**CHALLENGE 1**
According to the core-drilling forum thread, what will water-lubricated diamond bits do if you go slow?
**CHALLENGE 2**
Write the next part of the core-drilling forum thread, starting after its final line.

**SOURCE TEXT**
__________________________________________________

A pair of breasts and that cartoon character Dog in the same post.. :laughing:

You have gone where no man has gone before..


----------



## MDShunk (Jan 7, 2007)

B4T said:


> A pair of breasts and that cartoon character Dog in the same post.. :laughing:
> 
> You have gone where no man has gone before..


6 degrees of separation...


----------



## nitro71 (Sep 17, 2009)

Last dry core bit I used on a roto hammer wasn't for rebar. Guy at the rental place stressed that. The diamond bits that are water lubricated will eat right through rebar if you go slow.


----------



## macmikeman (Jan 23, 2007)

Short for Bradda. The guys who really say that are the kind you say "Yes Sir" to.....:whistling2: Dog lives a half mile away, his kid plays baseball at the same park as mine so we see them at tournament games, but they are fashion clowns if you ask me. Um sorta definitely out of place .


----------



## BBQ (Nov 16, 2010)

nitro71 said:


> Last dry core bit I used on a roto hammer wasn't for rebar.


Maybe so but I can tell you they will get through the prestressed cables in precast slabs ....:whistling2:


----------



## Mr. Sparkle (Jan 27, 2009)

MDShunk said:


> What's with you Hawaiian dudes calling everyone "bra"? You and that Dog the bounty hunter freak of nature.

__________________________________________________

**MATERIAL**
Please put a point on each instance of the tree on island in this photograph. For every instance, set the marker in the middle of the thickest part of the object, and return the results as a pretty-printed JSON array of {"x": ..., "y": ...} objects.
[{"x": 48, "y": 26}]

__________________________________________________

**WRITTEN REPLY 1**
They will eat right through rebar.

**WRITTEN REPLY 2**
----------



## nitro71 (Sep 17, 2009)

BBQ said:


> Maybe so but I can tell you they will get through the prestressed cables in precast slabs ....:whistling2:


That could be exciting!


----------



## BBQ (Nov 16, 2010)

nitro71 said:


> That could be exciting!


I sent in an RFI and was told to go for it ... in three locations. 

Before they got their CO they had to add some steel to brace the floor. :laughing::laughing:


----------



## BBQ (Nov 16, 2010)

macmikeman said:


> Dog lives a half mile away, his kid plays baseball at the same park as mine so we see them at tournament games, but they are fashion clowns if you ask me. Um sorta definitely out of place .


So it is not all paradise, I will take my cold and snow over that pair of white trash idiots. :laughing:


BTW it is 9F and pleasant.


----------



## doubleoh7 (Dec 5, 2009)

BBQ, It is late and everyone is asleep...... Can I call you crustie cookie???? Lets close this deal. You know you want to give in, c'mon, c'mon.......


----------



## BBQ (Nov 16, 2010)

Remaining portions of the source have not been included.